● **Quoted text**:

Temporal 1.9.2 not working with Elasticsearch 7.7 - Error 400 All Shards Failed

I’ve been trying to wire up Temporal 1.9.2 to use AWS Elasticsearch 7.7. My ES cluster is up and healthy, 9 total nodes, 3 dedicated masters, plenty of headroom it seems.

In my Temporal Helm chart, I have

elasticsearch:
  enabled: false
  external: true
  host: "my-url-redacted.com"
  port: "443"
  version: "v7"
  scheme: "https"
  logLevel: "error"

This seems to connect properly. I can see the temporal-visibility-dev index auto-create by going to
https://my-url-redacted.com/_cat/indices/ in my browser. It states it is “green”

However when going to the Temporal UI, clicking any of my namespaces, I receive the error:

13 INTERNAL: ListClosedWorkflowExecutions failed. Error: elastic: Error 400 (Bad Request): all shards failed [type=search_phase_execution_exception]

Navigating to https://my-url-redacted.com/_cluster/health/?level=shards - I see all the shards green and healthy.

In the logs of temporal-frontend, I can see the full stack trace

"msg":"Operation failed with internal error.","service":"frontend","metric-scope":242,"error":"ListOpenWorkflowExecutions failed. Error: elastic: Error 400 (Bad Request): all shards failed [type=search_phase_execution_exception]","logging-call-at":"visibility_manager_metrics.go:276","stacktrace":"go.temporal.io/server/common/log.

Unsure if related, but in the default index that generates, the fields do not seem to exactly match any of these - temporal/schema/elasticsearch/visibility at 7c89d5f19cf139514ef4c50ef9ba2e5a9c869d71 · temporalio/temporal · GitHub

I tried deleting the index and recreating using these, but the index seems to auto-generate itself in the meantime, back to what its default was.

● **Data to use**:

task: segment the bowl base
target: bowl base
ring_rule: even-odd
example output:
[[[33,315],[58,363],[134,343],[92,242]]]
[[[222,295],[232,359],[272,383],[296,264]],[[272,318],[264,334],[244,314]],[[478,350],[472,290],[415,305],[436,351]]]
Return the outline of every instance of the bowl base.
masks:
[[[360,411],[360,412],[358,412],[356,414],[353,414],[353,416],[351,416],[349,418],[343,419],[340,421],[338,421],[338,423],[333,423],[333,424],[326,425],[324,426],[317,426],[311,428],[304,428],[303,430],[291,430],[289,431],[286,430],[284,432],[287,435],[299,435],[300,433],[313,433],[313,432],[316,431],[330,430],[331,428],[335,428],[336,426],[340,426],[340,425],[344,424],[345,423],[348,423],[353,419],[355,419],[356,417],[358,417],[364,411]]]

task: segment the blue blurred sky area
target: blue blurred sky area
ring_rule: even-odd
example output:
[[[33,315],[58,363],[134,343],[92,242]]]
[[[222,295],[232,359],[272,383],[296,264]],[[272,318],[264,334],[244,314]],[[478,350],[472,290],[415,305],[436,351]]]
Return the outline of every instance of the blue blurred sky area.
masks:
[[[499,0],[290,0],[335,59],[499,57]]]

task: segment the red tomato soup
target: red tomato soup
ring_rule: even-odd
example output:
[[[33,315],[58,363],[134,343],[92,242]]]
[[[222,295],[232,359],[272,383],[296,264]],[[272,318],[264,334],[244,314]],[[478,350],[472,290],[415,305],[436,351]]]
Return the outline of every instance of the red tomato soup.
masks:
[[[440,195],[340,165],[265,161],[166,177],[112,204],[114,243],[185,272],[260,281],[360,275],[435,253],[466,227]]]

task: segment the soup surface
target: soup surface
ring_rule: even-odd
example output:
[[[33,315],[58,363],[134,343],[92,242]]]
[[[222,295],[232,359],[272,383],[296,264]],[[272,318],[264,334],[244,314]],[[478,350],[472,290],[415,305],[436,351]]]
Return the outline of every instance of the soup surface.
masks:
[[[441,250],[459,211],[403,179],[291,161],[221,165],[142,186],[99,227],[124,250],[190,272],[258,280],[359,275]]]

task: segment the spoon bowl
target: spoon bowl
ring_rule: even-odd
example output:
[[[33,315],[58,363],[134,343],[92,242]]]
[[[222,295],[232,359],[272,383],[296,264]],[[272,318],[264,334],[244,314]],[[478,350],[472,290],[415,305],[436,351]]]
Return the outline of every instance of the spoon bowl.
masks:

● **Brief 1**:
Answer these from the Temporal and Elasticsearch thread:
(a) How many total nodes does the Elasticsearch cluster have?
(b) What port does the Helm chart set for Elasticsearch?
(c) In which service's logs does the full stack trace appear?
● **Brief 2**: In the entries, write out again every line from the one that contains "task: segment the red tomato soup" through the end of the entries, both ends included, and nothing else. Multiply each outline coordinate in the answers by 2.05 and round to whole numbers, with halves going up, but leave the requests and their sample outputs unchanged.

● **Exercise answer 1**:
(a) 9
(b) 443
(c) temporal-frontend

● **Exercise answer 2**:
task: segment the red tomato soup
target: red tomato soup
ring_rule: even-odd
example output:
[[[33,315],[58,363],[134,343],[92,242]]]
[[[222,295],[232,359],[272,383],[296,264]],[[272,318],[264,334],[244,314]],[[478,350],[472,290],[415,305],[436,351]]]
Return the outline of every instance of the red tomato soup.
masks:
[[[902,400],[697,338],[543,330],[340,363],[230,418],[234,498],[379,558],[533,576],[738,564],[892,519],[955,465]]]

task: segment the soup surface
target: soup surface
ring_rule: even-odd
example output:
[[[33,315],[58,363],[134,343],[92,242]]]
[[[222,295],[232,359],[272,383],[296,264]],[[272,318],[264,334],[244,314]],[[478,350],[472,290],[415,305],[436,351]]]
Return the outline of every instance of the soup surface.
masks:
[[[904,513],[941,433],[826,367],[597,330],[453,338],[291,381],[203,465],[254,513],[390,558],[529,574],[736,564]]]

task: segment the spoon bowl
target: spoon bowl
ring_rule: even-odd
example output:
[[[33,315],[58,363],[134,343],[92,242]]]
[[[222,295],[232,359],[272,383],[296,264]],[[272,318],[264,334],[244,314]],[[478,350],[472,290],[415,305],[436,351]]]
Return the outline of every instance of the spoon bowl.
masks:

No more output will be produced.